→ Stated goal: Set the listing down again exactly, please, apart from its pictures.

+ + + + +

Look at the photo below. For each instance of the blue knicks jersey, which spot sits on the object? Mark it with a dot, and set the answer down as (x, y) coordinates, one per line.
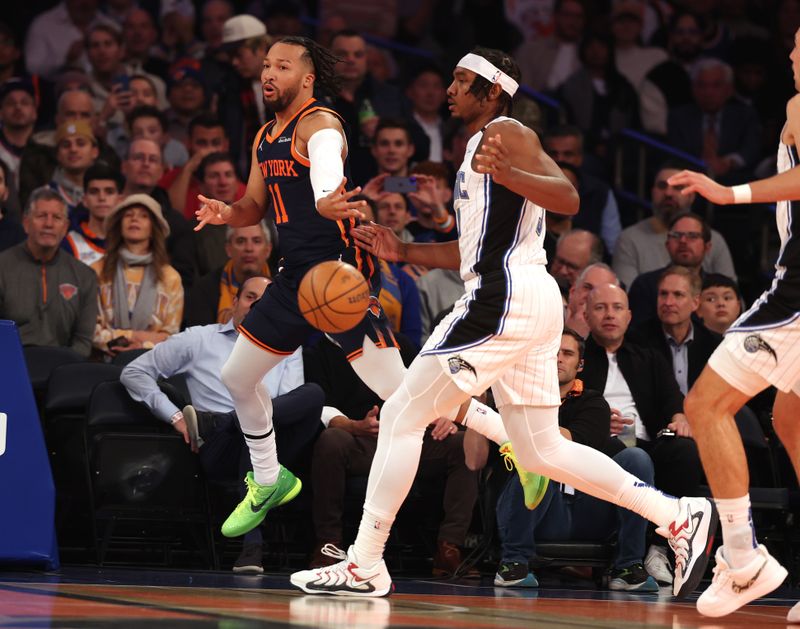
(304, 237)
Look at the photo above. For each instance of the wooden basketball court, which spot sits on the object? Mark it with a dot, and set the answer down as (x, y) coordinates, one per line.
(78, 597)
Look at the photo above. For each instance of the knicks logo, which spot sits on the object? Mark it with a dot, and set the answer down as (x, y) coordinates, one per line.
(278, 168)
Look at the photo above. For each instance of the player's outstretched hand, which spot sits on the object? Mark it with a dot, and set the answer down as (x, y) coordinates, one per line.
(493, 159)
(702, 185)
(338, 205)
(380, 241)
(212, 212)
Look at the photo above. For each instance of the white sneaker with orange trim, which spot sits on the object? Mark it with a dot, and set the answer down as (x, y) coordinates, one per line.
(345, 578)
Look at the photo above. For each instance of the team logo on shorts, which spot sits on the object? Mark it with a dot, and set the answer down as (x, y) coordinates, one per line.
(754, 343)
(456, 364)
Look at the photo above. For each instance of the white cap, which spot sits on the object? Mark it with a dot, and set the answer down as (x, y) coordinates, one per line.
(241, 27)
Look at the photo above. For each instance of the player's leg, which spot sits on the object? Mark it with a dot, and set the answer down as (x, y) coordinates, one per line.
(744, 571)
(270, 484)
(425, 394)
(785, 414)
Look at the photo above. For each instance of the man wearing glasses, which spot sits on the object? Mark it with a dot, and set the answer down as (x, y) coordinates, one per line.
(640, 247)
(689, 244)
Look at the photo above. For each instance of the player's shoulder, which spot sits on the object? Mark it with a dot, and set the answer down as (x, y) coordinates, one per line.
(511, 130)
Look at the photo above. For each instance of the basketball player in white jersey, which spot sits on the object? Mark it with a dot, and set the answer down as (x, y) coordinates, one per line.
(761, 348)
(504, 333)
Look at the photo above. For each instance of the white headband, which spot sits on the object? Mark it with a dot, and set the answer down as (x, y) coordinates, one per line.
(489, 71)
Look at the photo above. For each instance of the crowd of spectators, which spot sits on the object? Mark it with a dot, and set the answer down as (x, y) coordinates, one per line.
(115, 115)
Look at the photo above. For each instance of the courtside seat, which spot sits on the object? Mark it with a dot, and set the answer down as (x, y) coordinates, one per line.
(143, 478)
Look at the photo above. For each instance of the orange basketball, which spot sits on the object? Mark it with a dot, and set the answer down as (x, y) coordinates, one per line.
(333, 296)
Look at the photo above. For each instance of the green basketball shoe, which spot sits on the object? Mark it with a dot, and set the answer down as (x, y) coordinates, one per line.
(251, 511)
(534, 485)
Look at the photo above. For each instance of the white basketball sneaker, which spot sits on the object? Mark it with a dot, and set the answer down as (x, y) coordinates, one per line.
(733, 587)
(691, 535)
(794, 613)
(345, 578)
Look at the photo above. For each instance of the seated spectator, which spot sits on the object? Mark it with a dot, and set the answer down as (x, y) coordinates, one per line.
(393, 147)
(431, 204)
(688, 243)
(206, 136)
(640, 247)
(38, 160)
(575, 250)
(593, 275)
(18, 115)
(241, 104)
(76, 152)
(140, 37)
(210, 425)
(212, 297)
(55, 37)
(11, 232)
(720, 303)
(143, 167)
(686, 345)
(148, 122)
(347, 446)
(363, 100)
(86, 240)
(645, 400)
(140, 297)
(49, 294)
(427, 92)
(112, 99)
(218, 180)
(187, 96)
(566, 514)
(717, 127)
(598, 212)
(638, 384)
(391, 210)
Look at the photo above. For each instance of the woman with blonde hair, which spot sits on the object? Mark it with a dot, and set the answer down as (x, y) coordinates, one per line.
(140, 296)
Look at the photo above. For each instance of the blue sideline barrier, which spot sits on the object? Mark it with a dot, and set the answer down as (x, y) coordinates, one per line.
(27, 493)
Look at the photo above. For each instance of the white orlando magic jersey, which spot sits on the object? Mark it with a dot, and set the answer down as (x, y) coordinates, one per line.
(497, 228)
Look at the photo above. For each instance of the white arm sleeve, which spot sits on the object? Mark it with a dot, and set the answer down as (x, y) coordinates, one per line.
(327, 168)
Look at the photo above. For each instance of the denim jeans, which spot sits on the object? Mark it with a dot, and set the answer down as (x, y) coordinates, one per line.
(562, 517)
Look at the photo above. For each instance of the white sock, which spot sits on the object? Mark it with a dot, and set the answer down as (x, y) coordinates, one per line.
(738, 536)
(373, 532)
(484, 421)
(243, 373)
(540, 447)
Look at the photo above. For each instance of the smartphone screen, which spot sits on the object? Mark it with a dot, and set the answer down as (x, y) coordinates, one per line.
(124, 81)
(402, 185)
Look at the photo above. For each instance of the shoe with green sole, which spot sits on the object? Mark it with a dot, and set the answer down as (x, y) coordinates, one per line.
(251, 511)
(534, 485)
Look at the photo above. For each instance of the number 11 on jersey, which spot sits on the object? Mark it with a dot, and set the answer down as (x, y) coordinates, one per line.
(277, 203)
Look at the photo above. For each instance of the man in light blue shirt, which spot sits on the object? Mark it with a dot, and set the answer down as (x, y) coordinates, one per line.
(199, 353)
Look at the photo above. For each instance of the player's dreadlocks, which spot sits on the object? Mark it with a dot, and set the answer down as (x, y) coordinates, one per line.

+ + + + +

→ Reply to the exercise:
Look at the photo below. For each instance of the blue knicks jersey, which spot sits on the object? Mark it with a dot, and set the answer down as (x, y) coordinates, one per line.
(304, 237)
Look at the photo above. For each instance of the wooden basketball court, which spot sits on the object? Mark it with a dot, and set the answer down as (x, y) coordinates, one per line.
(78, 597)
Look at the photo above. For each instance of the knicks logo, which spot sits on the object? Mark it with a dot, and set the answer down as (x, y) coordinates, one per line.
(278, 168)
Look at the photo above. For each instance of the player's outstretched hand, which spot sits on the object? Mark it with a dot, and set the answer down as (x, y) coordinates, one per line.
(493, 159)
(702, 185)
(338, 205)
(380, 241)
(212, 212)
Look at the photo above. For each instance of the white sneaker with orange trim, which spot sits on the object? Mark it with a dot, and set the answer down as (x, y) coordinates, one per line.
(345, 578)
Look at the photo above. For each instance of the team logo on shorts, which spot sits on the object? Mark it with a dot, and set the answer down as (x, y) coordinates, one per line.
(754, 343)
(456, 364)
Look at the photo above. For each instance of the white cap, which spot sits on the object? Mark it with a dot, and set the answer down as (x, y) coordinates, one per line.
(241, 27)
Look at the photo above. For each instance of the player's leg, which spot sits on the object? Mark it with a dot, and set the answer down as (x, y) coordinates, one per line.
(744, 571)
(270, 484)
(425, 394)
(785, 414)
Look at the photo above. For each instance of the man wearing glasses, which spot sits on the object? Mark it with a dot, and set the answer down as (x, y) coordinates, one per line.
(640, 247)
(689, 244)
Look at the photo above. For each instance of the player's shoulder, which spot sits on the object? Mark it with a dot, and set the answer down as (x, y) coordinates, one per line.
(511, 130)
Look at the photo above. For each instance of the basketball player in white jersey, which spot sits on the object? Mark it with a dot, and set the answer down as (x, y) coordinates, one per line.
(761, 348)
(504, 333)
Look at the photo above. For each instance of the white headband, which spot sits on the object? Mark it with a dot, and set the answer down as (x, y) coordinates, one per line.
(489, 71)
Look at the photo above. For each instance of the crowd of spectators, which spot sits on the object? Mark it with a dot, and set the answer down as (x, y) coordinates, one per line.
(115, 115)
Look at the photo above. For each instance of the courtside seat, which spot sits on the object? Mark it with a dot, and set the answer down as (x, y) coordinates, one per line.
(143, 478)
Look at the photo above. For each instance of the orange basketball, which spot sits on the object? Mark it with a dot, and set the answer down as (x, y) coordinates, one per line.
(333, 296)
Look at the photo above. For each instance of the green basketball shoe, which spot sits on the object? Mark it with a dot, and set the answer down as (x, y) coordinates, one per line.
(251, 511)
(534, 485)
Look at the photo above. For each instance of the white basketball sneaker, which spot sits on the object? Mark it with a dot, and set the answer down as (x, y) coordinates, one per line.
(733, 587)
(691, 535)
(794, 613)
(345, 578)
Look at the photo above. For each instance of the seated spectator, which spot sits on the object? Mark it with a dot, and set the answer down as (x, y) coordinates, one per line.
(393, 147)
(431, 204)
(688, 243)
(206, 136)
(640, 247)
(38, 160)
(575, 250)
(593, 275)
(18, 115)
(241, 104)
(76, 152)
(140, 37)
(210, 425)
(212, 297)
(55, 37)
(11, 232)
(720, 303)
(143, 167)
(686, 345)
(148, 122)
(347, 446)
(363, 100)
(86, 240)
(645, 400)
(140, 297)
(49, 294)
(427, 92)
(112, 99)
(218, 180)
(187, 96)
(566, 514)
(717, 127)
(598, 212)
(638, 384)
(391, 210)
Look at the photo above. For each instance of the woman with blonde hair, which spot sits on the object? Mark it with a dot, and set the answer down as (x, y) coordinates, one per line.
(140, 296)
Look at the photo above. For each instance of the blue sideline barrier, which spot sits on the object? Mark it with a dot, and set the answer down as (x, y) coordinates, one per line.
(27, 493)
Look at the photo above. For each instance of the white orlando magic jersey, which spot sits on the object? Mark it with a dot, and set the answer down as (x, y) coordinates, one per line.
(497, 228)
Look at the photo above. For each instance of the white arm sleeve, which spot sits on the object? Mark it with a dot, and set the answer down as (x, y) coordinates, one per line.
(327, 168)
Look at the photo above. For each instance of the denim jeans, which spot sits on the object? Mark it with a dot, and set the answer down as (x, y) coordinates, one per line.
(562, 517)
Look at the photo above. For each instance of the white sock, which spot sits on the object? Mark it with a dot, and set the answer down as (x, y) coordinates, one per line.
(738, 536)
(373, 532)
(484, 421)
(243, 373)
(540, 447)
Look at the photo above. For each instance of the smartphone screen, which spot sits on the object? Mark it with a dot, and set the answer down as (x, y) coordinates, one per line.
(124, 81)
(402, 185)
Look at the photo above. For each instance of the shoe with green sole, which spot sits on the object? Mark it with a dot, and set the answer down as (x, y) coordinates, one per line.
(251, 511)
(534, 485)
Look at the photo above. For each instance of the number 11 on jersey, which spot sits on the object? Mark it with a dot, and set the answer down as (x, y) coordinates, one per line.
(277, 203)
Look at the photo above. For each instance of the man in light blue shirt, which spot sits on the object? Mark it with a dot, and set the answer down as (x, y) coordinates, one per line.
(199, 353)
Look at the photo above. For each instance of the player's dreadlocks, which spot sits on the object? Mark it with a dot, and set the answer down as (x, y) coordinates, one per line.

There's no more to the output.